## Problem details
Print the items below verbatim, beginning at the line that contains "subject: orange cloth in hand" and stopping after the line that contains "POLYGON ((64 119, 61".

## Recorded data
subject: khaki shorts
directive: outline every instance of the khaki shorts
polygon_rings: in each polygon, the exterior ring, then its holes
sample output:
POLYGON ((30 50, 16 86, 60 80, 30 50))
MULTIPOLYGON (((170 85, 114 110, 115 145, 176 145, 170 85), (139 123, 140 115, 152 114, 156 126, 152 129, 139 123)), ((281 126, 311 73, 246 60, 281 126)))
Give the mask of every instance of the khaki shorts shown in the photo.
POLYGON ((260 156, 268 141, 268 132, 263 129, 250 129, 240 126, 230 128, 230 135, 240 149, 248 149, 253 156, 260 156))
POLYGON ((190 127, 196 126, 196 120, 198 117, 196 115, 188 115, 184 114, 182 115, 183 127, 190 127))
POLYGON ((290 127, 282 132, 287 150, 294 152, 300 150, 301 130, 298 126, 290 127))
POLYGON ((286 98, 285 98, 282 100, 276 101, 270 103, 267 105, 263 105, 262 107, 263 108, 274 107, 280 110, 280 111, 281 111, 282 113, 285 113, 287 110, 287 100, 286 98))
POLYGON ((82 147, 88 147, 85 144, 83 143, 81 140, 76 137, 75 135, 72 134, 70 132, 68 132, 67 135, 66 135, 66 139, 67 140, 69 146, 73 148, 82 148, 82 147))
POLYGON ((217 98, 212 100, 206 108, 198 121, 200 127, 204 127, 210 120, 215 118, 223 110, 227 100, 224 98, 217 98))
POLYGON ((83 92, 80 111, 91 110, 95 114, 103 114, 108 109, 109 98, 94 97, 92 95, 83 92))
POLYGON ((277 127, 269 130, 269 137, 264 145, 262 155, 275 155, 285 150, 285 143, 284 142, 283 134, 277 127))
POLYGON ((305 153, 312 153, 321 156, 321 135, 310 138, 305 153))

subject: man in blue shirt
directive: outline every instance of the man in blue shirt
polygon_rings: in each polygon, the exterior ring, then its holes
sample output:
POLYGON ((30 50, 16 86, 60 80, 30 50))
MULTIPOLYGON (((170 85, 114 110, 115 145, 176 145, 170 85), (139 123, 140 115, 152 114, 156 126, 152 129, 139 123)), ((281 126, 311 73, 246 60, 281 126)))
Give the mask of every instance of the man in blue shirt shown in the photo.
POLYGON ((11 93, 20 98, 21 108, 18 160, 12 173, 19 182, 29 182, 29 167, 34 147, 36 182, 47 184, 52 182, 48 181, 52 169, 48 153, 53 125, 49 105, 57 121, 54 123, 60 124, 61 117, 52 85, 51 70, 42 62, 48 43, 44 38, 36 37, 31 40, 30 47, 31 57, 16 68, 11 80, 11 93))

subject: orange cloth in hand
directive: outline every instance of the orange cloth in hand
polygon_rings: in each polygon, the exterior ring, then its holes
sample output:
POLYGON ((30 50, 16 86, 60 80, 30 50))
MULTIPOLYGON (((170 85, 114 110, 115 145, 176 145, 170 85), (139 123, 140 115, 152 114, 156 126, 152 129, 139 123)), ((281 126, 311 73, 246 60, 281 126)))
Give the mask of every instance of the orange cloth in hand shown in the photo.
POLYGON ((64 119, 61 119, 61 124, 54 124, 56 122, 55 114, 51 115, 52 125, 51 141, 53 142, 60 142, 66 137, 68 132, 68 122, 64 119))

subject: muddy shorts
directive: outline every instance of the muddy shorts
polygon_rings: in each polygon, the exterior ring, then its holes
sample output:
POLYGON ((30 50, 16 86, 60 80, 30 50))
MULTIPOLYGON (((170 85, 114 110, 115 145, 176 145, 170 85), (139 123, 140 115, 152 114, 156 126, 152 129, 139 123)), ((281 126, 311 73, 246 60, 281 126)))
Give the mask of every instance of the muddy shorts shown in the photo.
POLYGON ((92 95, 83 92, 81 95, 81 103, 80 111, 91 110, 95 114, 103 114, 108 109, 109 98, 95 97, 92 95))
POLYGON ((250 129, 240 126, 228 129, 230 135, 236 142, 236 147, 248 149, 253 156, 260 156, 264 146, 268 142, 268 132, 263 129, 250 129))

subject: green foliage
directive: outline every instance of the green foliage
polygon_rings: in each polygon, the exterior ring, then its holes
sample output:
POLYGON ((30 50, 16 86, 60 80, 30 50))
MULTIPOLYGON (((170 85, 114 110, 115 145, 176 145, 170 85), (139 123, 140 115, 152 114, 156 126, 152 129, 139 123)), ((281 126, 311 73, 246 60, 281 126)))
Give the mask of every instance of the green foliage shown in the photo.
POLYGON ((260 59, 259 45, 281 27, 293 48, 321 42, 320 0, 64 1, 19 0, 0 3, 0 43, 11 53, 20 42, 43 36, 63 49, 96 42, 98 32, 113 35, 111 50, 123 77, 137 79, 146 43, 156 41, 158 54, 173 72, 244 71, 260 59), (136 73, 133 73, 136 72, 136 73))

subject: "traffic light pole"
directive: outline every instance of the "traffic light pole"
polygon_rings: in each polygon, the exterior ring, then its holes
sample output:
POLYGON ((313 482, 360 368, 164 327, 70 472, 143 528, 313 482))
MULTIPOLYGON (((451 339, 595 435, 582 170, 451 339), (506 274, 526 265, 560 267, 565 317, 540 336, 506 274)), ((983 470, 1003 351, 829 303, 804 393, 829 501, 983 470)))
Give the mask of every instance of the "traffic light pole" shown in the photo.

## Written response
subject: orange cloth in hand
directive: outline every instance of the orange cloth in hand
polygon_rings: in each polygon, the exterior ring, then its holes
sample output:
POLYGON ((30 50, 16 86, 60 80, 30 50))
MULTIPOLYGON (((170 85, 114 110, 115 145, 176 145, 170 85), (139 123, 140 115, 152 114, 156 126, 152 129, 139 123)), ((281 126, 311 73, 246 60, 281 126)))
Give the mask of every instance of the orange cloth in hand shown in the photo.
POLYGON ((64 119, 61 119, 61 124, 54 124, 56 122, 55 114, 51 115, 52 125, 51 141, 53 142, 60 142, 66 137, 68 132, 68 122, 64 119))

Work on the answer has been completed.